### CONSIGNE 1
Résumez en deux phrases l'extrait d'entretien sur les salles de shoot.
### CONSIGNE 2
D'après l'extrait d'entretien sur les salles de shoot, à quel intervalle un héroïnomane a-t-il besoin d'une injection ?
### CONSIGNE 3
Prolongez l'extrait d'entretien sur les salles de shoot à partir de sa dernière phrase.

### TEXTE DE LA PAGE
Prêtre du diocèse de Paris et responsable de l’association La Luciole, le père Pierre de Parcevaux mène depuis plus de 40 ans un travail de terrain auprès des jeunes et des familles touchées par la drogue. Il est interrogé par Famille chrétienne à propos de la légalisation des salles de shoot. Extrait :
"Pourquoi créer un espace restreint pour des toxicomanes alors qu’il existe déjà beaucoup de centres où les personnes peuvent bénéficier d’un suivi médicalisé ? On entend les arguments concernant les questions d’hygiène et de sécurité, mais ces salles de shoot posent de nombreuses questions. Si elles ne sont ouvertes que 35 heures par semaine, que va faire le toxicomane en dehors de ces horaires ? Un héroïnomane a besoin d’une injection toutes les 4 heures, surtout la nuit. Comment fera-t-il ? Où est la responsabilité de l’hygiène si les consommateurs vont se piquer ailleurs en dehors des heures ouvrables ? Ce n’est ni respectueux, ni correct pour les consommateurs.
Y aura-t-il une présence policière aux alentours ? Quel sera le rapport entre les policiers et les consommateurs ? Ne risque-t-il pas d’y avoir une équivoque ? Peut-on mettre une répression dans un lieu où la loi dira qu’il sera possible de se piquer au vu de tout le monde ? Et pour tous ceux qui ont un casier judiciaire ou qui sont sous le coup d’une injonction de soins thérapeutiques, leur présence dans une salle de shoot sera-t-elle considérée comme une déviance ? Le sujet est mal posé. Avec ces salles de shoot, on veut faire du grand voyeurisme sous prétexte d’aider des malades dépendants.
Qu’en disent les consommateurs ?

### LES DONNÉES

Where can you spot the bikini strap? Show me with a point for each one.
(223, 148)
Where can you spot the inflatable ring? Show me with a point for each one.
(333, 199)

### ZONE DE RÉPONSE 1
Le père Pierre de Parcevaux, prêtre du diocèse de Paris et responsable de l'association La Luciole, est interrogé par Famille chrétienne sur la légalisation des salles de shoot. Il estime que le sujet est mal posé, s'interroge sur les horaires limités de ces salles, l'hygiène en dehors des heures d'ouverture et la présence policière, et y voit du grand voyeurisme sous prétexte d'aider des malades dépendants.

### ZONE DE RÉPONSE 2
Toutes les 4 heures, surtout la nuit.

### ZONE DE RÉPONSE 3
Les usagers que nous avons consultés ne veulent pas y aller. Ils craignent d’être enfermés par une structure. Pour être acceptés dans une salle de shoot, les consommateurs ont besoin d’être identifiés. Or, du fait de leur marginalité, ils sont incapables d’accepter une telle obligation. Ils savent aussi que ce type de lieu favorise les rencontres. On y échange des adresses et des lieux pour se fournir ou se droguer. Je parlais dernièrement avec des jeunes, de récents consommateurs. Ils me disaient : « Est-ce que les salles de shoot ne m’inciteront pas à consommer d’autres produits ? À faire une recherche d’autres expériences ? ». Est-il judicieux de créer des lieux de rencontre pour se donner d’autres tuyaux, d’autres adresses, d’autres façons de consommer ? « C’est le meilleur moyen pour moi de continuer à me perdre », me disaient-ils. Vivre entre toxicos, il n’y a rien de pire pour eux. D’ailleurs, ces salles de shoot n’ont pas été demandées par les toxicomanes, mais par des personnes extérieures et des associations qui veulent libéraliser les produits stupéfiants. […]
Vous avez déjà été auditionné par le Sénat dans le passé sur des problématiques similaires. L’avez-vous été dans le cadre des salles de shoot ?
Non, c’est le black-out complet. Les structures comme la mienne ont été tenues à l’écart. L’association Espoir du Val-d’Oise est montée au créneau pour dénoncer cette non-consultation des structures de réhabilitation, de reconstruction et de revalorisation des toxicomanes. Les seuls qui ont été consultés sont ceux qui prônent la libéralisation de la drogue. […]"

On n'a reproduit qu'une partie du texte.